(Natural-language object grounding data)
★ ★ ★ ★ ★ ★ ★

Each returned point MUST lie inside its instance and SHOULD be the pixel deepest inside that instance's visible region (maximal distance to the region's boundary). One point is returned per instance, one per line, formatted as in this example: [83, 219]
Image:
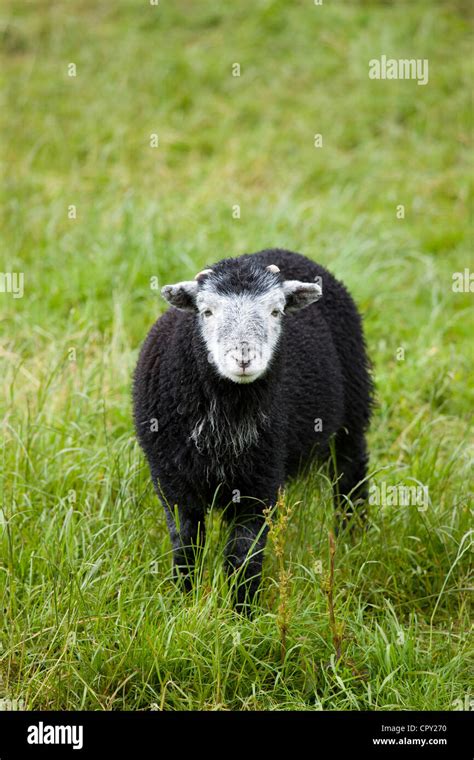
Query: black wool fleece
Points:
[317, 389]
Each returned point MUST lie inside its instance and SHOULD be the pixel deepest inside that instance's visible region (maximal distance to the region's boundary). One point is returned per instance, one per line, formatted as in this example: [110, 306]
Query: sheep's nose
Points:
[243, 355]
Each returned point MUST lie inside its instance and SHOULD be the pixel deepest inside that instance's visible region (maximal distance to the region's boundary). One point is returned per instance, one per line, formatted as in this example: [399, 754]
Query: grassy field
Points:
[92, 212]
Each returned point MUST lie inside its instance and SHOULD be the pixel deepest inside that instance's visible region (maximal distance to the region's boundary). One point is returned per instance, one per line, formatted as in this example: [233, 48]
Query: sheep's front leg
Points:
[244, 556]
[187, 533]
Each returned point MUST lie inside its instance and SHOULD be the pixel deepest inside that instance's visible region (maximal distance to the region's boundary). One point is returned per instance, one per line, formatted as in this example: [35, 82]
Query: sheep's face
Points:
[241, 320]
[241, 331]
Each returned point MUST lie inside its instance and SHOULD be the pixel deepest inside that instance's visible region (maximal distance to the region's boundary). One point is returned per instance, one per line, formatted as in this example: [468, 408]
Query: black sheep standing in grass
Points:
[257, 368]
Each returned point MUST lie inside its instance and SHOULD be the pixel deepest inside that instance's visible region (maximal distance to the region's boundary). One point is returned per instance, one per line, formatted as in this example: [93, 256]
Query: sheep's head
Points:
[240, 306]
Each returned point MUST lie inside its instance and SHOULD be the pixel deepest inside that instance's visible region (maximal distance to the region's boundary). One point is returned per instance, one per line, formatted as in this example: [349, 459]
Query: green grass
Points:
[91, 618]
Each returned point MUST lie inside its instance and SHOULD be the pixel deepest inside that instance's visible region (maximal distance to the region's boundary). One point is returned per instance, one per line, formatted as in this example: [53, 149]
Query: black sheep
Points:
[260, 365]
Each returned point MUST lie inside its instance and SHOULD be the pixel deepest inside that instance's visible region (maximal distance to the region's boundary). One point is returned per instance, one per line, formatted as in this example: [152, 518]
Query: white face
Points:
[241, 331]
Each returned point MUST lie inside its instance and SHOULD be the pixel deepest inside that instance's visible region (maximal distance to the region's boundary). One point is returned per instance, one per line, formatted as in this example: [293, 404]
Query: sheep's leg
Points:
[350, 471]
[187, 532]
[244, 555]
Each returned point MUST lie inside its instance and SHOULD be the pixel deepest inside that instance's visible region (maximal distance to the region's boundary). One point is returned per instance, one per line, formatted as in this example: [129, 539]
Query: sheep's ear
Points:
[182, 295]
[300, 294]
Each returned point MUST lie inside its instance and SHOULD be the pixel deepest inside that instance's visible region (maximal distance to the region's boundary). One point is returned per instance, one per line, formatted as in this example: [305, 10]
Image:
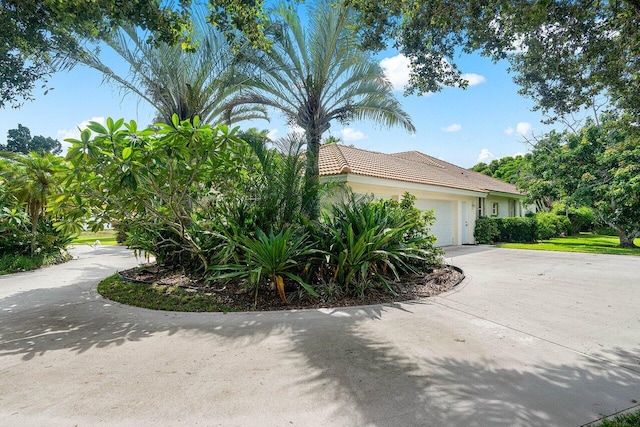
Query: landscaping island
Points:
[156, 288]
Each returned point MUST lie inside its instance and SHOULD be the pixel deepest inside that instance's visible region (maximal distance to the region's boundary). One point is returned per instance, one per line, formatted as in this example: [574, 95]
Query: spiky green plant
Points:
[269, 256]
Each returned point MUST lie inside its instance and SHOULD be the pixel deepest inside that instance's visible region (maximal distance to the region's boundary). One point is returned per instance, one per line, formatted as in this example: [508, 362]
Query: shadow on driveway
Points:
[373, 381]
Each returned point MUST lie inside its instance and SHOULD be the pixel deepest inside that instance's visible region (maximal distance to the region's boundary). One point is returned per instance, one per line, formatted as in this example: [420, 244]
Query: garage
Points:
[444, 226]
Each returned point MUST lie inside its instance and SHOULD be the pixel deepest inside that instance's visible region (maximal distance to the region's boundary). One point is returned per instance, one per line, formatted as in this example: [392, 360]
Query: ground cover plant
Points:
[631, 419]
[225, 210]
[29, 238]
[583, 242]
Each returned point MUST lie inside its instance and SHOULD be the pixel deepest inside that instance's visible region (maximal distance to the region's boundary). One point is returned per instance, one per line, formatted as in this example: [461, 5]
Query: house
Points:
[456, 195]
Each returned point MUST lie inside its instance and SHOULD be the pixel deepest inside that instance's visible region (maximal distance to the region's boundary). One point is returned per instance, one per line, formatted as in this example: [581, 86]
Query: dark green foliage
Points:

★ ★ ★ ★ ★ ★ ★

ASSIGNMENT: Of the entries listed above, reproduce only the lines starting at the line containing "Query: house" and ending at the line containing "Query: dark green foliage". Include both, exactly as they stand.

OUTPUT:
Query: house
Points:
[456, 195]
Each returned point MUST lie inside its instance and SHOULD be the pixel deepest inside that instance's visible region (maximal distance to the region's boundary). One point is returned per instance, one per line, formatted as in this example: [581, 86]
Query: dark green foliage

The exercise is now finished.